* _The exercise_
Reproduce the rows below verbatim, starting at the line that contains "any gray water?" and continuing through the last row.

* _Provided material_

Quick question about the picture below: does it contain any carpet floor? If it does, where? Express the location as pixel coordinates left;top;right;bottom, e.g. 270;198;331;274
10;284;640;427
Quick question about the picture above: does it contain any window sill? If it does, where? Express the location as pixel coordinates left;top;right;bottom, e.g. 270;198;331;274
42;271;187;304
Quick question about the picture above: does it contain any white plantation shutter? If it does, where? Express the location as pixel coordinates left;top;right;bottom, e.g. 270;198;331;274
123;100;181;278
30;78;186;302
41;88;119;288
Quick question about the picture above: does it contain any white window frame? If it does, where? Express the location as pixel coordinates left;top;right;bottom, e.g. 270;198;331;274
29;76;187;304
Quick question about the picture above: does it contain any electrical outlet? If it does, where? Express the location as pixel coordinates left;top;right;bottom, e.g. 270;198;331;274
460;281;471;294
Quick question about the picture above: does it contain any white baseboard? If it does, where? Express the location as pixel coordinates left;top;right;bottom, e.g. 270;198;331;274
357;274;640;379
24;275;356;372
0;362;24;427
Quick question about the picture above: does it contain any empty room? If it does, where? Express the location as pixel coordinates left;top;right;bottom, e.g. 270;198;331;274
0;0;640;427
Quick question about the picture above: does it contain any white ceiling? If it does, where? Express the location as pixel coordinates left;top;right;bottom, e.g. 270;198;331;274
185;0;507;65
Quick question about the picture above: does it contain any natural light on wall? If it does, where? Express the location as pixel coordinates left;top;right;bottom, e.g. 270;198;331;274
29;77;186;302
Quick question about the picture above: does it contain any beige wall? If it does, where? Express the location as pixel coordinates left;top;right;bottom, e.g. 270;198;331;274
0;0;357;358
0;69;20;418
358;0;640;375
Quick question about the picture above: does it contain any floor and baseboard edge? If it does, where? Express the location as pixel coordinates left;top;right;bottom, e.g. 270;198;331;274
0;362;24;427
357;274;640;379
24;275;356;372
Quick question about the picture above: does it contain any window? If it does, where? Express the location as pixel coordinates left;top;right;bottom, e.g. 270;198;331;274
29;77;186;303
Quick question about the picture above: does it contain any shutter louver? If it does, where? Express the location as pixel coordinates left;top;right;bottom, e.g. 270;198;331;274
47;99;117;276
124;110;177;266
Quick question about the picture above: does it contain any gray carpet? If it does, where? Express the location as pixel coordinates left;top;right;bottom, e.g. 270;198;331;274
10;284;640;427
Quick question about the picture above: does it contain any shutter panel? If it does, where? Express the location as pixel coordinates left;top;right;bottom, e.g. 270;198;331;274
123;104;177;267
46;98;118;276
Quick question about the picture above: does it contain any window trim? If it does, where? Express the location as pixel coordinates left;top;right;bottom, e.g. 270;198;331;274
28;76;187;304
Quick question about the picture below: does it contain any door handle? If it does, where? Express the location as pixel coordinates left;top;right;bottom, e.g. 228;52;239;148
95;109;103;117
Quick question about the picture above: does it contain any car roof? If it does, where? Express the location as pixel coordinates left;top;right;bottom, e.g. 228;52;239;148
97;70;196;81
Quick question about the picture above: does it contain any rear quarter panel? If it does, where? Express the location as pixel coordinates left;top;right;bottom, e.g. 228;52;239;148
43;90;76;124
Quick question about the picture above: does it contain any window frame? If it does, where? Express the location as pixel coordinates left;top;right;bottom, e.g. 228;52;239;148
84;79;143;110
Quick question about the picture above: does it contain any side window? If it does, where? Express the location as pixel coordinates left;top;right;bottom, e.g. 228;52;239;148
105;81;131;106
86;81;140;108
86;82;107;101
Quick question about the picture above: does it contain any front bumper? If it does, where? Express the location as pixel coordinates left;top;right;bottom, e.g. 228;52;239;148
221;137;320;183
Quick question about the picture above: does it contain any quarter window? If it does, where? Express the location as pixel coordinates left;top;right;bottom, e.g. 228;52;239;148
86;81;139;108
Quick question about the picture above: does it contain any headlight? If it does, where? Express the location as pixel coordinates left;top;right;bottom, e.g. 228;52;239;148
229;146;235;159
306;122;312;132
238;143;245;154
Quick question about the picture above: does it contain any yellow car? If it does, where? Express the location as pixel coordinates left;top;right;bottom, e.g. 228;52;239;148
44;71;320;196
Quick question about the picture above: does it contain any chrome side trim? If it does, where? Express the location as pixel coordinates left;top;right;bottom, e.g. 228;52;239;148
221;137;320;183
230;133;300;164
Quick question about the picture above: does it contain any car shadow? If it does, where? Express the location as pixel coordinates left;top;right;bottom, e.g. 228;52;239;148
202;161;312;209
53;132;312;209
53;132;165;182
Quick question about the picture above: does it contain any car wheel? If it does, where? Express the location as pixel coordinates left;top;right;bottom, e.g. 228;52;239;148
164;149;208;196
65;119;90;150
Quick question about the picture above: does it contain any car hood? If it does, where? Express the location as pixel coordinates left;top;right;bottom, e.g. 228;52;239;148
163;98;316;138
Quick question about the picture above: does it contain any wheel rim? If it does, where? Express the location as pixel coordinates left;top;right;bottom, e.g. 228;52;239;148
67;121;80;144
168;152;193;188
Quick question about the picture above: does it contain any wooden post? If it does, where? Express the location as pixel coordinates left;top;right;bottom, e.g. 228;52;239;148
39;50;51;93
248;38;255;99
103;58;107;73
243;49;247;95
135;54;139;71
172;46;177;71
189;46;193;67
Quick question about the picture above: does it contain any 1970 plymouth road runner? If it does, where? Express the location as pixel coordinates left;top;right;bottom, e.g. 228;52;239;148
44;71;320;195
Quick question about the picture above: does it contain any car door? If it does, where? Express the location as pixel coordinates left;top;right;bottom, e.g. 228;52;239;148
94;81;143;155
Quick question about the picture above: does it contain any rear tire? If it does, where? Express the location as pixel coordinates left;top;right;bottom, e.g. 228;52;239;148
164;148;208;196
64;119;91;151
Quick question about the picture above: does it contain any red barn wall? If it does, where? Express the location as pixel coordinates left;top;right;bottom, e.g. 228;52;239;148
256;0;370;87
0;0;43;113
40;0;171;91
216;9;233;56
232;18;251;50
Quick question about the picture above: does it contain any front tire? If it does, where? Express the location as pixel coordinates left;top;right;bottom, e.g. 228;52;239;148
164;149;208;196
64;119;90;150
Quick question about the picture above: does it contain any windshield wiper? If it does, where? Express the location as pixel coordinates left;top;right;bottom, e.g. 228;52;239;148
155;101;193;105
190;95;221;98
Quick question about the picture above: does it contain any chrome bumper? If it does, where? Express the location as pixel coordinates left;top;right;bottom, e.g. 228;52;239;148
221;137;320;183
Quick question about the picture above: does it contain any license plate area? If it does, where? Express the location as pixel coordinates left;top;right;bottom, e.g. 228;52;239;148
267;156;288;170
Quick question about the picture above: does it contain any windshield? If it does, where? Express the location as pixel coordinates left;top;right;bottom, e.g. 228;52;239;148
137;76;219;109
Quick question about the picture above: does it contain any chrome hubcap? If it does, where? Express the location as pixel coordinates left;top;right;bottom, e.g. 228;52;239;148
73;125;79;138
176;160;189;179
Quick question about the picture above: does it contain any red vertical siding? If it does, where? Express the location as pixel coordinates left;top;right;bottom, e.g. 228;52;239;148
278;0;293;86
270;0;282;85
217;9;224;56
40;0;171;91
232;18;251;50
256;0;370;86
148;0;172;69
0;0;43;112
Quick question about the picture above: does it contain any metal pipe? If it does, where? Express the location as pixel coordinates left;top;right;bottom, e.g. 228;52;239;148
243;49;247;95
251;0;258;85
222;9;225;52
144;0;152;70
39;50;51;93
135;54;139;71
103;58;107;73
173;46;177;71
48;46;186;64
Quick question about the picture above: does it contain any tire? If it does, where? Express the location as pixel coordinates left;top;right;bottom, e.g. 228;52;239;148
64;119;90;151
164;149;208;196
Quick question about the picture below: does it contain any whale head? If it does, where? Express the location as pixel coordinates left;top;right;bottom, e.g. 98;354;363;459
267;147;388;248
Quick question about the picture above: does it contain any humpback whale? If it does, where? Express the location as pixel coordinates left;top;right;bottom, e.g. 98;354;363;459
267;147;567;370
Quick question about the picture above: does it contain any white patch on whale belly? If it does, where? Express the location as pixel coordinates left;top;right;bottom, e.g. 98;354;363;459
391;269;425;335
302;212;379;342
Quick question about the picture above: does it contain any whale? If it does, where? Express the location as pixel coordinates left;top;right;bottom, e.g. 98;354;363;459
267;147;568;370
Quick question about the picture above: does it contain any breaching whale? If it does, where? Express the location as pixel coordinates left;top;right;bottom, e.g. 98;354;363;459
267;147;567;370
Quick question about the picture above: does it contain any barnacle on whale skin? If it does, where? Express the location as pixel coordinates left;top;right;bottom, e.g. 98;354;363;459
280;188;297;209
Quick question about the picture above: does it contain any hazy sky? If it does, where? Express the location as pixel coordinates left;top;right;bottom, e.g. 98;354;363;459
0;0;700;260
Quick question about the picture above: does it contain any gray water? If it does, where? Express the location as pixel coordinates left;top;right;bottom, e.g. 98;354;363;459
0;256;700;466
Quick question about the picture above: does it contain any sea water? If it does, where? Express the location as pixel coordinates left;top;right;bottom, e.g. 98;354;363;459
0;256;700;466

* _Output of the task_
Quick question about the picture above: does it contain any gray water? If it does, where? Express the location as pixel coordinates left;top;right;bottom, e.g. 98;354;363;459
0;256;700;466
Quick question about the picture above: does it contain any sea water? If it does, where? Express the location as pixel coordinates left;top;right;bottom, e.g. 98;354;363;459
0;256;700;466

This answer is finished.